## 과제 목표
아래 자료 중 "Put a marker on each instance of the white suv" 문구가 있는 줄에서 시작해 "[(36, 72), (81, 77), (35, 63)]" 문구가 있는 줄에서 끝나는 부분을 그대로 다시 출력하세요. 시작 줄과 끝 줄도 포함합니다.

## 수집된 데이터 항목
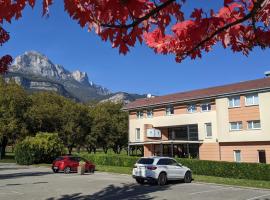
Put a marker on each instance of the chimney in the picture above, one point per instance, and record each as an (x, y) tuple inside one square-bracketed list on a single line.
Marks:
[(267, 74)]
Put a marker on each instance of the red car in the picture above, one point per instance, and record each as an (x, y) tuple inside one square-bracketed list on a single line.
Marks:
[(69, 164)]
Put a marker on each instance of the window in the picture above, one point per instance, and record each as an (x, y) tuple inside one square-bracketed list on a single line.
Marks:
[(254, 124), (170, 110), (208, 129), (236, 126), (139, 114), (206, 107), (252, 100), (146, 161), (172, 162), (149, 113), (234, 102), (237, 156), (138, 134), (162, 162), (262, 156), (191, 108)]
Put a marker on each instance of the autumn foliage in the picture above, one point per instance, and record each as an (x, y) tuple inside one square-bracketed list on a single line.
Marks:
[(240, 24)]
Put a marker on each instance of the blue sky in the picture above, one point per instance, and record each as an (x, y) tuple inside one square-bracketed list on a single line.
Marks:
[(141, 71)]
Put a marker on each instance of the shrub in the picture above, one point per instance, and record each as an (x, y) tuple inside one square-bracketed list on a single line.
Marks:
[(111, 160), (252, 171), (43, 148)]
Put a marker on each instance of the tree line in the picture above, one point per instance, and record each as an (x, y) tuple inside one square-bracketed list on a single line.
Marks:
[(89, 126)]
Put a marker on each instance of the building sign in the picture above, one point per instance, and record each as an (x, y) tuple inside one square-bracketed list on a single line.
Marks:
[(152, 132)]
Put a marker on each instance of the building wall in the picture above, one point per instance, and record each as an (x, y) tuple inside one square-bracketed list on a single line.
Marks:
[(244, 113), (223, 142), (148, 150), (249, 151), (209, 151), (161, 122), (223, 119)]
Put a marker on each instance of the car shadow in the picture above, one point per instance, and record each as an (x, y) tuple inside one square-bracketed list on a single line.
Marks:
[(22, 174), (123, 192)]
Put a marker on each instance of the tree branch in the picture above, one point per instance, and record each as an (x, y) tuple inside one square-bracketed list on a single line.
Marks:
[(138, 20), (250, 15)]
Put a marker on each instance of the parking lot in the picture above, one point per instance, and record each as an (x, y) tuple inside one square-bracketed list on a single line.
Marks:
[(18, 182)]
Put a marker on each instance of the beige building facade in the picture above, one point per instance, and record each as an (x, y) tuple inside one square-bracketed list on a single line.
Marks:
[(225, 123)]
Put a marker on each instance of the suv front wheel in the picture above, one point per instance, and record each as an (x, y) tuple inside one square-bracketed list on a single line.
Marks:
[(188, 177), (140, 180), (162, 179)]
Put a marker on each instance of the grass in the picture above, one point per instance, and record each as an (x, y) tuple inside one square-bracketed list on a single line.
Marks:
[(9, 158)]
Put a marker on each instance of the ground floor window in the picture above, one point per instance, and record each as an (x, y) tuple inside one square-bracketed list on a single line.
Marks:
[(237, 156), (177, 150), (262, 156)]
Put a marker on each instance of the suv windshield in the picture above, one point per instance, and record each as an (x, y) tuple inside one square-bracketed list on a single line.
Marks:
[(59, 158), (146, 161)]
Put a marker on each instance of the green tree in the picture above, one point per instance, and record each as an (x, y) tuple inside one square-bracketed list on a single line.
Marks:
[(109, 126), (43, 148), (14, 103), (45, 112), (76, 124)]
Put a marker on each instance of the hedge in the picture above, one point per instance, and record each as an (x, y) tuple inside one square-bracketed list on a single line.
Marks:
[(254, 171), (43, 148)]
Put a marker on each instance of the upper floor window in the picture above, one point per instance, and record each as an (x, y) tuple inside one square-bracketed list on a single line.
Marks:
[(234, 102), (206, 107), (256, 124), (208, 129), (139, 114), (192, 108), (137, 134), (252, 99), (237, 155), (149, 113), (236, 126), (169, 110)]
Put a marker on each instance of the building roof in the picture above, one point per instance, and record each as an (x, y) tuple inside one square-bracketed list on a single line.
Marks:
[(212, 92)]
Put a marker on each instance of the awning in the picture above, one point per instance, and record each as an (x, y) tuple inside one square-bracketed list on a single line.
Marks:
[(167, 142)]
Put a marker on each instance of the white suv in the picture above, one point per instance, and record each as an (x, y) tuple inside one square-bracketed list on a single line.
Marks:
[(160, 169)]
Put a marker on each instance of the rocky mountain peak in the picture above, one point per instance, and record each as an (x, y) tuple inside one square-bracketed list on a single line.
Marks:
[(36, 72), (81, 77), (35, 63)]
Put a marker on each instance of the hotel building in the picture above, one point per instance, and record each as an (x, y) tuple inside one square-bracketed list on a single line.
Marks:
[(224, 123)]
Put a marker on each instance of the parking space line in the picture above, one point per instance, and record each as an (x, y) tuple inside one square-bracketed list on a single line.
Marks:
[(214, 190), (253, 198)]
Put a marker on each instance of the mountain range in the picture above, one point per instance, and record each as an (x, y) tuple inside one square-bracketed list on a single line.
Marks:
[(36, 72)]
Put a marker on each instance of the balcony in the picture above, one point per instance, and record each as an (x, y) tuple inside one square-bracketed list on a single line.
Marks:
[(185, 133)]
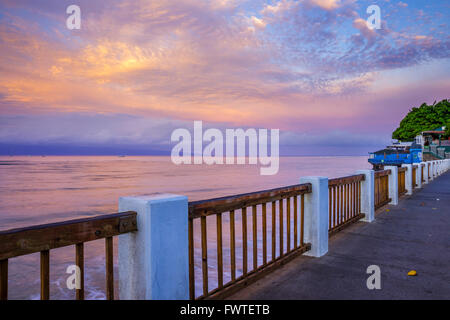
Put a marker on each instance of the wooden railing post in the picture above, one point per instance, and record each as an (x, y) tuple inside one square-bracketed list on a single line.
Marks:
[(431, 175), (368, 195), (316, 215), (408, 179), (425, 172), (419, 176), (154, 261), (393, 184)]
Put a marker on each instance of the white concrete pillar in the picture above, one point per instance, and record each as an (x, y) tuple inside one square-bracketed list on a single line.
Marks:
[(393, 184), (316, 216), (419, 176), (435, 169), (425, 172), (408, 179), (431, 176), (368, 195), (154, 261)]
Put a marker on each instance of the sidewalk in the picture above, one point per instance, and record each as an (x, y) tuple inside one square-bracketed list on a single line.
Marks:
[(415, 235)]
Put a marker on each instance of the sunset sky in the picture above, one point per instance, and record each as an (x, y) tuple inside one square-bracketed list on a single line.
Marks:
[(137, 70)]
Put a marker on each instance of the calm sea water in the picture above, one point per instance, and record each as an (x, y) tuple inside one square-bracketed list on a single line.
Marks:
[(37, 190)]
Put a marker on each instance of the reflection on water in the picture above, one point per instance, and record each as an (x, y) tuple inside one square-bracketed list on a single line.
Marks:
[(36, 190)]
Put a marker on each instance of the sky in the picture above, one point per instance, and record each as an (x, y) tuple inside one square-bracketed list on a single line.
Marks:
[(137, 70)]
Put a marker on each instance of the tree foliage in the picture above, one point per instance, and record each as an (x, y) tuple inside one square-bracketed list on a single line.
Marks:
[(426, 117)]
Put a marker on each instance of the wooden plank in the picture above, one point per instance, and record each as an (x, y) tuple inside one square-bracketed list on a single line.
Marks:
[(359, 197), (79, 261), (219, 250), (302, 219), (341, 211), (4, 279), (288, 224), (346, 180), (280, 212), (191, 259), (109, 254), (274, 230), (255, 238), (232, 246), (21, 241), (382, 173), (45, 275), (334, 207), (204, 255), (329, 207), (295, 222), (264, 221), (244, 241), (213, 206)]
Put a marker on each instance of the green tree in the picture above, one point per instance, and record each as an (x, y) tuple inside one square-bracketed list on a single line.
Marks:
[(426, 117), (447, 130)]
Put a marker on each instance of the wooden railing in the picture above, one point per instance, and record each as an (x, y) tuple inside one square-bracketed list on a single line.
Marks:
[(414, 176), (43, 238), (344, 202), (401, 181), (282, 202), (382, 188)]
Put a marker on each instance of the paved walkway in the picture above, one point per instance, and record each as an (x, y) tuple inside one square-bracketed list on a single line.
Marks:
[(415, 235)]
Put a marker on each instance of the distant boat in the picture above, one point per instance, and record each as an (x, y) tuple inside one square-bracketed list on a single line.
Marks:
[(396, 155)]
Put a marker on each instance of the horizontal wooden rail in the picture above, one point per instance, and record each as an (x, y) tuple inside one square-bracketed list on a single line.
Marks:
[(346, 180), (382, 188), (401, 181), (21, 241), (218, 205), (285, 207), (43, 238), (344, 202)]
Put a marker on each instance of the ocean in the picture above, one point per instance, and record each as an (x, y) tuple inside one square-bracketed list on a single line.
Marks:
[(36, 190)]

## 이 연습의 답
Put a marker on each instance of the white suv in the picture above, one point per instance, and record each as an (x, y) tuple inside one square-bracketed list on a single line.
Marks:
[(160, 169)]
Put a marker on each instance of the rocky mountain peak in the picture above, one point per instance, and record each as an (x, y) tuple inside one square-bracketed list on a single line.
Marks:
[(36, 72), (81, 77), (35, 63)]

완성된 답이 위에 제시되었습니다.